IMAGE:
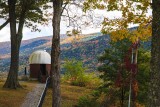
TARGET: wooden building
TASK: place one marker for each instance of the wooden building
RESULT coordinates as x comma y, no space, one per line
40,63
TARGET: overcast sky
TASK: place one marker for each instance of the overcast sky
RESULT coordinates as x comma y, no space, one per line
47,30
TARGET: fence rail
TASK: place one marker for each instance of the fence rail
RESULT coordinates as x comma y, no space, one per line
41,100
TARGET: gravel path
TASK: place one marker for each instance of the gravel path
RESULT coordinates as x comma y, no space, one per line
32,97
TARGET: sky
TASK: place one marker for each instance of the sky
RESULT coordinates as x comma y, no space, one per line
47,29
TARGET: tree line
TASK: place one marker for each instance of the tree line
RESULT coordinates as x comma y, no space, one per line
27,12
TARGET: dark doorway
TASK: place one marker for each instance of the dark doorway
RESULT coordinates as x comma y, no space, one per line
43,69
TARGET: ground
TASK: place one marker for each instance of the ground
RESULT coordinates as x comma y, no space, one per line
16,98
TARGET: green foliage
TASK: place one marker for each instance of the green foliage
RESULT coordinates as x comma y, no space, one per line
86,101
75,74
109,93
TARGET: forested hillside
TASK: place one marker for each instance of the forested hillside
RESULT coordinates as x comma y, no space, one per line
86,49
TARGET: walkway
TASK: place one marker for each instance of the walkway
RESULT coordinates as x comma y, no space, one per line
32,97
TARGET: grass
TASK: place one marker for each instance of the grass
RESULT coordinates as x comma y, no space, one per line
-*-*-
__Request__
Every line from the one containing "TARGET: sky" through the end of the data must be repeated exactly, and no other line.

__Response below__
TARGET: sky
TASK: place one marker for each instance of the sky
RESULT coordinates as x comma y, no space, one per line
47,29
TARGET: tree line
TASK: place one marker for each instance of the tree line
RESULT coordinates as x comma y, no space, one per line
27,12
TARGET: dark doorway
TASK: place one marker for each instance of the dark doorway
RESULT coordinates as x comma y, no space, one per line
43,69
TARGET: ground
TASK: place one marker for each instance of the ground
RESULT coordinates as x comma y, no space, one per line
16,98
TARGET: green foliage
TASK: place one marker for each instance of the green foliage
RESULT coordinates as x comma y, no space, one per line
86,101
75,74
109,93
TARGET: forested hillside
TASK: place one marker for each instance of the forested hillside
RESULT coordinates as x comma y, no space, one per line
86,49
TARGET: walkway
TASK: place one marker for each instance of the walkway
RESULT coordinates as x comma y, no space, one per line
32,97
TARGET: grass
TASK: place one marker for each instance of the grass
RESULT coordinates as x comma y, no space, one per line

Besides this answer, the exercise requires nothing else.